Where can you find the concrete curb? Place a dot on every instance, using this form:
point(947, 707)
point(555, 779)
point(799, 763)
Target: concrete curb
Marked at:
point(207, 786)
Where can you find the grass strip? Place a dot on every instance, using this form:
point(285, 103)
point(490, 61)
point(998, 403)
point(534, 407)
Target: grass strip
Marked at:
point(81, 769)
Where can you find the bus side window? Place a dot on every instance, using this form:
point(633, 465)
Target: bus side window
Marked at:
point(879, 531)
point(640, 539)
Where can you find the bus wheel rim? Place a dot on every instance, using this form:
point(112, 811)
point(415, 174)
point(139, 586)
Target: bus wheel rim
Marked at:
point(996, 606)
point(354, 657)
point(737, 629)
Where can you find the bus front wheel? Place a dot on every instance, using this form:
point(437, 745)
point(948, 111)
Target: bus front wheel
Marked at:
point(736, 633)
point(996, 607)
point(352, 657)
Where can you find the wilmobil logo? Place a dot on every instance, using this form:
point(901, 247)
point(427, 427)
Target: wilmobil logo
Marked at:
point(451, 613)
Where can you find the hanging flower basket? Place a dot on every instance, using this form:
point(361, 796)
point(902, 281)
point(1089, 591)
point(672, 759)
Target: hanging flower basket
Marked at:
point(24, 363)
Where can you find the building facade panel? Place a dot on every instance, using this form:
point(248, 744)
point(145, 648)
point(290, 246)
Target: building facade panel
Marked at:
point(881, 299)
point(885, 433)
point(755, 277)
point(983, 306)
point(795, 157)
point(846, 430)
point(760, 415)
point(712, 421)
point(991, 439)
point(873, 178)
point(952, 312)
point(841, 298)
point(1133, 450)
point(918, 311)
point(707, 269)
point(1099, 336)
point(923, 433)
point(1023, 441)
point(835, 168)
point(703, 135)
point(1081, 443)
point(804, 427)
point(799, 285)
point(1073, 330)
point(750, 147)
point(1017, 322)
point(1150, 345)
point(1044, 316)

============================================================

● **Requirement**
Return only those lines that run from the one containing "Target: bus side window" through the end of the entries, keeping each exactly as written.

● **Result**
Target: bus side window
Marked at:
point(879, 531)
point(640, 539)
Where can you find the bus wheel rim? Place a dot on every instance, using this form:
point(112, 811)
point(415, 174)
point(139, 586)
Target: bus wheel rim
Marked at:
point(996, 606)
point(354, 657)
point(737, 629)
Where can you find the bus front wheel? Place a dot on every instance, using this form:
point(437, 745)
point(948, 111)
Target: bus front wheel
Marked at:
point(736, 633)
point(996, 607)
point(352, 657)
Where can you find the wilmobil logo? Place a dot on every instance, using this form:
point(901, 247)
point(427, 427)
Target: wilmobil logo
Marked at:
point(451, 613)
Where can you find the hanging flower basket? Place a dot on every instance, using this form:
point(361, 796)
point(902, 281)
point(1089, 591)
point(672, 759)
Target: hanging flower basket
Marked at:
point(24, 363)
Where can you find the building facade panel? Place a dot on every instance, using this form:
point(248, 744)
point(145, 648)
point(290, 246)
Target: building facade panel
Marked at:
point(881, 299)
point(885, 433)
point(755, 277)
point(983, 306)
point(795, 157)
point(846, 430)
point(760, 415)
point(712, 421)
point(991, 439)
point(873, 178)
point(952, 312)
point(841, 298)
point(1133, 450)
point(918, 311)
point(707, 269)
point(1099, 336)
point(923, 433)
point(1023, 441)
point(835, 168)
point(703, 135)
point(1081, 443)
point(804, 427)
point(799, 285)
point(1073, 330)
point(750, 147)
point(1017, 322)
point(1150, 345)
point(1044, 316)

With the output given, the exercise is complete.